Copy each entry below exactly as it reads.

★ ★ ★

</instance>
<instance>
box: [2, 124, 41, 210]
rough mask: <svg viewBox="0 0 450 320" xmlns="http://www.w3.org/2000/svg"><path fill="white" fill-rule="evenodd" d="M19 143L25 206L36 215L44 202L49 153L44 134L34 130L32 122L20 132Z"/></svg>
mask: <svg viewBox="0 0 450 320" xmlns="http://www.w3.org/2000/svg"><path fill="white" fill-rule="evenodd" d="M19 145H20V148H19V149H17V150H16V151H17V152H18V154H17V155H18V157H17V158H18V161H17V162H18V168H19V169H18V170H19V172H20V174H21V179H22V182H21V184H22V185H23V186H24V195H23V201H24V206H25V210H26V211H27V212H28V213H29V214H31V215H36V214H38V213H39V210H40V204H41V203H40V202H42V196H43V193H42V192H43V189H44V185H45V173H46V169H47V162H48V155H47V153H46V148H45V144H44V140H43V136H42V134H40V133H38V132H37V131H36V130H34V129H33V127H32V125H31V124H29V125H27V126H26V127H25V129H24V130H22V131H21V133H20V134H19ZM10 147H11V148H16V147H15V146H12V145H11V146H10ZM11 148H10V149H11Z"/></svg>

★ ★ ★

Result:
</instance>
<instance>
box: [2, 124, 41, 210]
rough mask: <svg viewBox="0 0 450 320" xmlns="http://www.w3.org/2000/svg"><path fill="white" fill-rule="evenodd" d="M19 143L25 206L36 215L44 202L49 153L44 134L34 130L32 122L20 132Z"/></svg>
mask: <svg viewBox="0 0 450 320" xmlns="http://www.w3.org/2000/svg"><path fill="white" fill-rule="evenodd" d="M19 145H20V148H19V149H17V150H16V151H17V152H18V154H17V155H18V157H17V158H18V161H17V162H18V168H19V169H18V170H19V172H20V174H21V179H22V182H21V184H22V185H23V186H24V195H23V201H24V206H25V210H26V211H27V212H28V213H29V214H31V215H36V214H38V213H39V210H40V204H41V203H40V202H42V196H43V193H42V192H43V189H44V185H45V173H46V169H47V162H48V155H47V153H46V148H45V144H44V140H43V136H42V134H40V133H38V132H37V131H36V130H34V129H33V127H32V125H31V124H29V125H27V126H26V127H25V129H24V130H22V131H21V133H20V134H19ZM10 147H11V148H16V147H15V146H12V145H11V146H10ZM11 148H10V149H11Z"/></svg>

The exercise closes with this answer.